* GIVEN EXERCISE 1:
Gather every line of the entries that contains the string "polygon", treating case as significant, and copy each one.

* READING PASSAGE:
_ _ _ _ _ _ _
Kenya's M-Pesa only requires a mobile.

Both country services require registration with government ID documents.

In addition, what has been partly astonishing about M-Pesa is the incredibly
rapid growth in its use. Within 8 months of its launch in April 2007, it had
over 17 million subscribers (50% of the population), i.e. on average over 2
million subs per month for a non-Internet service!

------
vindicated
I'm not sure if it's exactly the same thing, but this sort of service has been
available in Pakistan for a while now - <http://www.youtube.com/watch?v=5kL--
YSnFPo>

------
nowarninglabel
M-pesa is awesome, it's been intriguing to me that at Kiva we've been able to
do mobile payments for microloans in Kenya long before they will be easy
enough to transact in the U.S.

------
edoloughlin
With this system, you're giving your location, real social graph and financial
transaction data to a single company. I think I'd pass.

------
hrayr
Was I the only one avoiding this article because they thought it's about Kanye
West?

This trend of third world countries taking a technology and running with it
doesn't surprise me one bit. It's much more difficult to disrupt an
established industry with new technology than to adapt a mature technology to
create new industries.
_ _ _ _ _ _ _
* DATA LINES:
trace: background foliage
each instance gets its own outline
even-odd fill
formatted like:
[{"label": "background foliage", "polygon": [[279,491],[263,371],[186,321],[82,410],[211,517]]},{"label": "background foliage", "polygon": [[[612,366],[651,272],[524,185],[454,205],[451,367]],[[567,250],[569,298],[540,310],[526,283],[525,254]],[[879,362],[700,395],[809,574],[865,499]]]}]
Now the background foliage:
_ _ _ _ _ _ _
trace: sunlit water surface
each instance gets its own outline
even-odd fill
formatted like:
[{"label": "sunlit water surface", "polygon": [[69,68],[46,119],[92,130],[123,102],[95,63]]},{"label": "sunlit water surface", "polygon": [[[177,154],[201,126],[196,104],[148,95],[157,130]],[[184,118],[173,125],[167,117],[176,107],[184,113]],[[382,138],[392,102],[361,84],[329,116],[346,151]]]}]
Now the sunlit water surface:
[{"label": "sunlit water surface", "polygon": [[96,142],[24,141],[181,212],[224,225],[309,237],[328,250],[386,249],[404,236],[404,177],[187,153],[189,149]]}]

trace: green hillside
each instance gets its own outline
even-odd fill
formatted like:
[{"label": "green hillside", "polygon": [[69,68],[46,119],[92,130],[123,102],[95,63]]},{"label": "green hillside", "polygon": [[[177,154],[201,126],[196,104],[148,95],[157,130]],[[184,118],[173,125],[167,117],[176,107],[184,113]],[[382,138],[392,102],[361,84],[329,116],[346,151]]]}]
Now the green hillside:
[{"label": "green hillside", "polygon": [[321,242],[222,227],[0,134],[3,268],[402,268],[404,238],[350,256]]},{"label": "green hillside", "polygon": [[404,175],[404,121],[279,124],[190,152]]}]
_ _ _ _ _ _ _
* GIVEN EXERCISE 2:
Using the M-Pesa thread, say whether each statement agrees with it, answering yes or no and quoting the deciding words: (a) M-Pesa had over 17 million subscribers within 8 months of its launch; (b) one commenter says this sort of service has been available in Pakistan for a while; (c) the commenter edoloughlin would sign up for the system.

* EXPECTED ANSWER 1:
[{"label": "background foliage", "polygon": [[279,491],[263,371],[186,321],[82,410],[211,517]]},{"label": "background foliage", "polygon": [[[612,366],[651,272],[524,185],[454,205],[451,367]],[[567,250],[569,298],[540,310],[526,283],[525,254]],[[879,362],[700,395],[809,574],[865,499]]]}]
[{"label": "sunlit water surface", "polygon": [[69,68],[46,119],[92,130],[123,102],[95,63]]},{"label": "sunlit water surface", "polygon": [[[177,154],[201,126],[196,104],[148,95],[157,130]],[[184,118],[173,125],[167,117],[176,107],[184,113]],[[382,138],[392,102],[361,84],[329,116],[346,151]]]}]
[{"label": "sunlit water surface", "polygon": [[96,142],[24,141],[181,212],[224,225],[309,237],[328,250],[386,249],[404,236],[404,177],[187,153],[189,149]]}]
[{"label": "green hillside", "polygon": [[69,68],[46,119],[92,130],[123,102],[95,63]]},{"label": "green hillside", "polygon": [[[177,154],[201,126],[196,104],[148,95],[157,130]],[[184,118],[173,125],[167,117],[176,107],[184,113]],[[382,138],[392,102],[361,84],[329,116],[346,151]]]}]
[{"label": "green hillside", "polygon": [[321,242],[222,227],[0,134],[3,268],[402,268],[404,238],[350,256]]},{"label": "green hillside", "polygon": [[404,175],[404,121],[279,124],[190,152]]}]

* EXPECTED ANSWER 2:
(a) Yes: "Within 8 months of its launch in April 2007, it had over 17 million subscribers"
(b) Yes: "this sort of service has been available in Pakistan for a while now"
(c) No: "I think I'd pass."